**Extract:**
He mentions the importance of history of the region etc. I suppose what he means is the ethnic Russian population.
You know, every single census since the Russian Imperial census of 1897 - and including the Soviet Union census of 1926, as well as the Ukrainian census of 2001 - show that ethnic Ukrainians - not Russians - have always been the majority in Eastern and Southern Ukraine.
I think that all of this propaganda about Russians being the majority there, is based on 2010 election results.
They claim that voting for Yanukovych in 2010 = being ethnic Russian and voting for Tymoshenko in 2010 = Ukrainian. That would be like saying that Poland is also divided 50/50 into two ethnic groups, because half of Poland votes for Kaczynski & Co. and half for Tusk & Co.
This war has revealed the falsity of that propaganda - we are not seeing crowds of Russians welcoming Putin's tanks with flowers.
The main argument is actually the confession first and dialects second as far as I understand it. As well as a general identity different from the West. Obviously, many Western regions are in many ways closer to Poland-Slovakia, from genetics to culture, than the Eastern ones. Basically, from a religious-ideological point of view, there are two splits in the Ukraine, Catholic vs. Orthodox and within the Orthodox Christians, between those belonging to the Ukrainian church vs. the Russian one.

**Assigned task 1:**
Using the passage about Ukraine, answer these:
(a) Which census years does it cite?
(b) Which two candidates in the 2010 election does it name?
(c) What two religious splits does it describe?
**Assigned task 2:** Could you print the passage about Ukraine starting at "You know, every" and ending at "for Tusk & Co."?
**Assigned task 3:** What comes next in the passage about Ukraine? Write the continuation, beginning after its last sentence.

**Record set:**
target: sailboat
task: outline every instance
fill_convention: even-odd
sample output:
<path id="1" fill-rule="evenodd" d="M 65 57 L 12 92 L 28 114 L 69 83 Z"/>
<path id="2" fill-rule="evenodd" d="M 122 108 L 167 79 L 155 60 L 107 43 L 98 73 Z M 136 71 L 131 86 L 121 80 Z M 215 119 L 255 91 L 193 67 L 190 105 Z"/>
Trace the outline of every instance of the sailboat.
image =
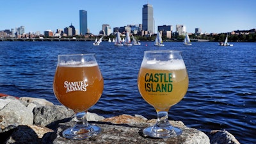
<path id="1" fill-rule="evenodd" d="M 164 45 L 163 44 L 163 40 L 159 31 L 157 31 L 157 35 L 156 37 L 155 44 L 154 45 L 155 46 L 159 46 L 159 47 L 164 46 Z"/>
<path id="2" fill-rule="evenodd" d="M 133 44 L 133 45 L 140 45 L 140 42 L 138 42 L 138 41 L 135 39 L 134 36 L 133 36 L 133 35 L 132 35 L 132 44 Z"/>
<path id="3" fill-rule="evenodd" d="M 117 45 L 117 46 L 123 46 L 124 45 L 124 44 L 122 44 L 121 36 L 120 36 L 120 33 L 118 31 L 116 33 L 116 36 L 115 45 Z"/>
<path id="4" fill-rule="evenodd" d="M 186 36 L 184 38 L 184 41 L 183 44 L 184 45 L 192 45 L 191 42 L 190 42 L 189 36 L 188 36 L 188 33 L 186 33 Z"/>
<path id="5" fill-rule="evenodd" d="M 230 47 L 233 46 L 233 44 L 230 44 L 228 43 L 228 35 L 227 35 L 226 39 L 225 40 L 224 43 L 221 42 L 220 42 L 219 44 L 220 46 L 230 46 Z"/>
<path id="6" fill-rule="evenodd" d="M 124 45 L 127 45 L 127 46 L 132 46 L 132 44 L 131 44 L 131 38 L 130 38 L 130 35 L 129 34 L 129 32 L 126 33 L 125 39 L 124 40 Z"/>
<path id="7" fill-rule="evenodd" d="M 93 45 L 99 45 L 100 42 L 102 42 L 102 38 L 103 38 L 103 36 L 99 40 L 97 40 L 98 39 L 96 38 L 95 42 L 93 42 Z"/>

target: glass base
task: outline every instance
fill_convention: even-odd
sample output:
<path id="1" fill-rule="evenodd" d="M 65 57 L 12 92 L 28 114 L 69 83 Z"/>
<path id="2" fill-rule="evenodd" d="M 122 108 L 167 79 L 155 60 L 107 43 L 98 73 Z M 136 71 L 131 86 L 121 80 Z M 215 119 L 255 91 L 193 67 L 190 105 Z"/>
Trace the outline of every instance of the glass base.
<path id="1" fill-rule="evenodd" d="M 62 135 L 68 139 L 84 140 L 97 136 L 100 131 L 100 127 L 90 125 L 88 127 L 68 128 L 63 132 Z"/>
<path id="2" fill-rule="evenodd" d="M 150 136 L 157 138 L 168 138 L 170 137 L 176 137 L 182 133 L 182 130 L 175 127 L 165 127 L 163 128 L 156 127 L 155 125 L 148 127 L 143 130 L 143 134 L 145 136 Z"/>

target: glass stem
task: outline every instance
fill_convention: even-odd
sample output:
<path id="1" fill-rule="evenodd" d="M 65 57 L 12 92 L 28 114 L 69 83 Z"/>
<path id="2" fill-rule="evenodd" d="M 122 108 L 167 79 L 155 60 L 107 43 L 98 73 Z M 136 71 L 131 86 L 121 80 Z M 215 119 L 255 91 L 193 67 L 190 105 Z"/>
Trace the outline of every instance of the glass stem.
<path id="1" fill-rule="evenodd" d="M 168 113 L 167 111 L 157 112 L 157 121 L 156 125 L 157 127 L 172 127 L 168 120 Z"/>
<path id="2" fill-rule="evenodd" d="M 81 112 L 76 113 L 77 122 L 76 127 L 87 127 L 89 123 L 86 119 L 86 112 Z"/>

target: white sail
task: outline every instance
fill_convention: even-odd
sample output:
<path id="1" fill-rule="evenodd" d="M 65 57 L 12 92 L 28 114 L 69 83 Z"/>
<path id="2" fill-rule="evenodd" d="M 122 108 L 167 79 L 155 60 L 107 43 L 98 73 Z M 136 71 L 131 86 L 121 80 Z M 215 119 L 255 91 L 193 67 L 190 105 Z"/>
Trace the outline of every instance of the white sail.
<path id="1" fill-rule="evenodd" d="M 128 46 L 132 45 L 132 44 L 131 44 L 131 38 L 130 38 L 130 35 L 129 35 L 129 32 L 126 33 L 125 39 L 124 40 L 124 45 L 128 45 Z"/>
<path id="2" fill-rule="evenodd" d="M 164 46 L 164 44 L 163 44 L 163 40 L 162 37 L 160 35 L 159 31 L 157 31 L 157 36 L 156 37 L 155 39 L 155 44 L 154 45 L 156 46 Z"/>
<path id="3" fill-rule="evenodd" d="M 103 38 L 103 36 L 99 40 L 97 40 L 98 39 L 96 38 L 95 42 L 93 42 L 93 45 L 99 45 L 100 42 L 102 42 L 102 38 Z"/>
<path id="4" fill-rule="evenodd" d="M 229 43 L 228 42 L 228 35 L 227 35 L 226 39 L 225 40 L 224 43 L 220 42 L 220 45 L 221 46 L 230 46 L 230 47 L 232 47 L 232 46 L 233 46 L 233 44 L 229 44 Z"/>
<path id="5" fill-rule="evenodd" d="M 224 45 L 225 45 L 225 44 L 227 45 L 227 44 L 228 44 L 228 36 L 227 36 L 227 36 L 226 36 L 226 39 L 225 40 Z"/>
<path id="6" fill-rule="evenodd" d="M 120 33 L 118 31 L 116 33 L 116 41 L 115 42 L 115 45 L 118 45 L 118 46 L 124 45 L 124 44 L 122 44 L 121 36 L 120 36 Z"/>
<path id="7" fill-rule="evenodd" d="M 184 40 L 184 45 L 192 45 L 191 42 L 190 42 L 189 36 L 188 36 L 188 33 L 186 33 L 185 38 Z"/>
<path id="8" fill-rule="evenodd" d="M 132 35 L 132 44 L 133 45 L 140 45 L 140 42 L 138 42 L 134 36 L 133 36 L 133 35 Z"/>

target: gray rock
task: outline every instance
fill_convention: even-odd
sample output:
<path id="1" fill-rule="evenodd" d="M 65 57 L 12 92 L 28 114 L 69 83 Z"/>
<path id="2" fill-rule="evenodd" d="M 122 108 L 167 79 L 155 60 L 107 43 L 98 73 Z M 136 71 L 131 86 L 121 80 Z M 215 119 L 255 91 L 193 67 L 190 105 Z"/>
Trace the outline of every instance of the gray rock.
<path id="1" fill-rule="evenodd" d="M 211 138 L 211 144 L 240 144 L 235 136 L 227 131 L 213 130 L 207 135 Z"/>
<path id="2" fill-rule="evenodd" d="M 17 99 L 10 100 L 0 110 L 0 132 L 9 131 L 19 125 L 32 125 L 33 118 L 31 109 Z"/>
<path id="3" fill-rule="evenodd" d="M 63 106 L 45 106 L 34 108 L 34 124 L 46 126 L 73 116 L 74 112 Z"/>
<path id="4" fill-rule="evenodd" d="M 53 106 L 53 103 L 45 99 L 40 99 L 40 98 L 33 98 L 33 97 L 20 97 L 19 99 L 20 100 L 20 102 L 24 104 L 25 106 L 30 103 L 34 103 L 37 106 Z"/>
<path id="5" fill-rule="evenodd" d="M 103 120 L 105 118 L 102 116 L 99 116 L 96 113 L 92 113 L 90 112 L 86 113 L 86 119 L 88 121 L 100 121 Z"/>
<path id="6" fill-rule="evenodd" d="M 6 143 L 40 143 L 41 140 L 33 129 L 28 125 L 19 125 L 7 139 Z"/>
<path id="7" fill-rule="evenodd" d="M 173 123 L 175 123 L 173 122 Z M 179 123 L 179 122 L 178 122 Z M 90 122 L 102 128 L 102 131 L 97 136 L 80 141 L 67 140 L 61 136 L 61 132 L 67 128 L 73 126 L 74 122 L 60 124 L 57 129 L 57 136 L 54 140 L 49 140 L 53 143 L 210 143 L 209 138 L 204 132 L 183 125 L 181 136 L 170 138 L 151 138 L 142 134 L 145 124 L 110 124 L 109 123 Z M 180 124 L 178 124 L 179 125 Z"/>

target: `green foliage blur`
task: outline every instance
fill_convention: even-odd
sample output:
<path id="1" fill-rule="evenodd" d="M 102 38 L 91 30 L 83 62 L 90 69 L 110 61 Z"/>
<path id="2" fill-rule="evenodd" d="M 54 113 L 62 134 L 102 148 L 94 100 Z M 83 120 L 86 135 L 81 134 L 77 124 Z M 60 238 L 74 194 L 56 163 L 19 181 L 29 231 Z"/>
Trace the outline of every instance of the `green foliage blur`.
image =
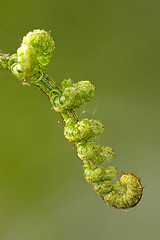
<path id="1" fill-rule="evenodd" d="M 1 1 L 0 49 L 14 53 L 33 29 L 56 41 L 49 75 L 90 80 L 96 98 L 78 112 L 98 119 L 110 165 L 145 186 L 127 212 L 84 180 L 63 122 L 36 87 L 0 72 L 0 240 L 157 239 L 160 234 L 160 1 Z"/>

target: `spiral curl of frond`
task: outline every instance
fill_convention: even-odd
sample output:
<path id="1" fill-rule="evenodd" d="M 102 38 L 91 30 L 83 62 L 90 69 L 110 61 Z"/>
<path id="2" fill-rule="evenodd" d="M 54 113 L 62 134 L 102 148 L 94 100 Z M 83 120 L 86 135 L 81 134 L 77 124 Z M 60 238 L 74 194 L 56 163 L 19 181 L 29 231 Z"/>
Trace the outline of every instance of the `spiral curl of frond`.
<path id="1" fill-rule="evenodd" d="M 55 42 L 48 32 L 34 30 L 23 38 L 16 54 L 0 54 L 0 69 L 10 70 L 22 82 L 37 85 L 47 94 L 52 109 L 64 120 L 65 138 L 77 148 L 85 179 L 108 205 L 118 209 L 132 208 L 142 197 L 141 180 L 133 173 L 124 173 L 115 181 L 117 169 L 103 166 L 114 157 L 112 148 L 101 146 L 94 139 L 104 132 L 103 124 L 94 119 L 79 120 L 74 111 L 93 99 L 95 86 L 89 81 L 73 83 L 68 79 L 58 87 L 46 75 L 54 48 Z"/>

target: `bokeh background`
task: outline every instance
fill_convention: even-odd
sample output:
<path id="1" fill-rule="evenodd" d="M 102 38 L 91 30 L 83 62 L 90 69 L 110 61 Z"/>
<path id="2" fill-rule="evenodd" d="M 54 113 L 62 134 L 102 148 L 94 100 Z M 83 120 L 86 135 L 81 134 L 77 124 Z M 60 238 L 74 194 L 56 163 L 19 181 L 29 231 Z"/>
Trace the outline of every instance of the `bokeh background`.
<path id="1" fill-rule="evenodd" d="M 160 1 L 3 1 L 0 49 L 14 53 L 33 29 L 50 30 L 49 75 L 90 80 L 96 98 L 79 110 L 105 125 L 111 165 L 142 177 L 129 211 L 104 204 L 83 178 L 63 123 L 36 87 L 0 73 L 0 239 L 157 239 L 160 235 Z"/>

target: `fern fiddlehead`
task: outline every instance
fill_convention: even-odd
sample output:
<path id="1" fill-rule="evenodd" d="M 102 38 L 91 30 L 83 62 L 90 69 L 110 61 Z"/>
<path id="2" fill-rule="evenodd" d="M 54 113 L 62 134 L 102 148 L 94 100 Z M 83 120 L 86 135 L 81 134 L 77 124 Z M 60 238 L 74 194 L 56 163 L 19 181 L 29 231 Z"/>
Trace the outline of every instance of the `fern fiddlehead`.
<path id="1" fill-rule="evenodd" d="M 95 87 L 89 81 L 73 83 L 64 80 L 59 87 L 47 74 L 47 65 L 52 57 L 55 42 L 44 30 L 29 32 L 13 55 L 0 54 L 0 69 L 11 71 L 23 83 L 38 86 L 48 97 L 56 112 L 64 120 L 64 136 L 73 142 L 82 161 L 84 177 L 105 203 L 118 209 L 134 207 L 141 199 L 143 186 L 133 173 L 124 173 L 119 180 L 116 168 L 103 167 L 110 162 L 114 151 L 100 146 L 94 140 L 103 133 L 104 126 L 98 120 L 81 119 L 75 109 L 95 96 Z"/>

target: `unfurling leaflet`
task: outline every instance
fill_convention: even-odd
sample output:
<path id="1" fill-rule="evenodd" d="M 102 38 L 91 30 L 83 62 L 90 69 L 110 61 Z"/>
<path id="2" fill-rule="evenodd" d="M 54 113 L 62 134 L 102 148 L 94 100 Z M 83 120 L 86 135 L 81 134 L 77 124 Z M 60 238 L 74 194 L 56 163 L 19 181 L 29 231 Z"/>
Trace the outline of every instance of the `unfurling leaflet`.
<path id="1" fill-rule="evenodd" d="M 143 186 L 133 173 L 124 173 L 115 181 L 117 170 L 103 163 L 110 162 L 114 151 L 101 146 L 95 137 L 104 131 L 103 124 L 94 119 L 78 119 L 75 109 L 95 96 L 95 86 L 89 81 L 73 83 L 64 80 L 59 87 L 47 74 L 55 42 L 44 30 L 29 32 L 13 55 L 0 54 L 0 69 L 11 71 L 23 83 L 38 86 L 64 120 L 64 136 L 73 142 L 82 161 L 84 177 L 105 203 L 118 209 L 134 207 L 141 199 Z"/>

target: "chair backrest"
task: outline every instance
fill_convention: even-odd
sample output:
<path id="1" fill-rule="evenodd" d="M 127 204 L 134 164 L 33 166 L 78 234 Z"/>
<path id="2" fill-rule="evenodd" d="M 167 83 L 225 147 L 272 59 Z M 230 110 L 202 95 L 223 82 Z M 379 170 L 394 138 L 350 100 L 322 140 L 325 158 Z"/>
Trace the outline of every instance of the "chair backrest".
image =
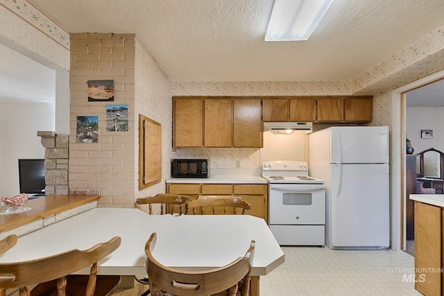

**Reply 1:**
(a) 1897, 1926 and 2001.
(b) Yanukovych and Tymoshenko.
(c) Catholic vs. Orthodox, and, within the Orthodox Christians, those belonging to the Ukrainian church vs. the Russian one.

**Reply 2:**
You know, every single census since the Russian Imperial census of 1897 - and including the Soviet Union census of 1926, as well as the Ukrainian census of 2001 - show that ethnic Ukrainians - not Russians - have always been the majority in Eastern and Southern Ukraine.
I think that all of this propaganda about Russians being the majority there, is based on 2010 election results.
They claim that voting for Yanukovych in 2010 = being ethnic Russian and voting for Tymoshenko in 2010 = Ukrainian. That would be like saying that Poland is also divided 50/50 into two ethnic groups, because half of Poland votes for Kaczynski & Co. and half for Tusk & Co.

**Reply 3:**
Especially the switch to the Ukrainian church was kind of a political statement in the Ukraine, and the frequency of this is quite obviously regionally split, note where the hotspots are:
https://static.cambridge.org/binary...0:S0010417519000410_figU1.png?pub-status=live
These are also the regions which were for a longer period part of a more Western state (Poland-Lithuania) and acted differently during World War II and will now, I would assume, resist more and recruit more volunteers for the war.
Probably the Russian aggression changes the attitude of the Easterners too, but before this invasion, the differences were fairly obvious.
Its in any case interesting to compare the above map of communities which switched to the Ukrainian orthodox church with the dialects of the Ukraine:
https://qph.fs.quoracdn.net/main-qimg-f442a17b854045c5d305cc82b7007987
Votes in the ominous election before the conflict got violent:
There is a clear overlap of ethnolinguistic, religious-ideological, historical and geographical borders. We can clearly see that there is a heartland for the Ukrainian nationalism and resistance, which is in the West of the country. And a more pro-Russian, Eastern affiliation in the East.
How the invasion changes that is the great unknown, because large portions of the Eastern people might come to terms with Russians more easily, or they might unite against what might be seen now as a common enemy and aggressor.
That's one of the big unknowns in this war, also for the Ukrainian and Russian leaders I guess, how the Eastern inhabitants of the Ukrainians, beyond the more clearly pro-Russian Donbas, will react to this and how the war changes their attitudes.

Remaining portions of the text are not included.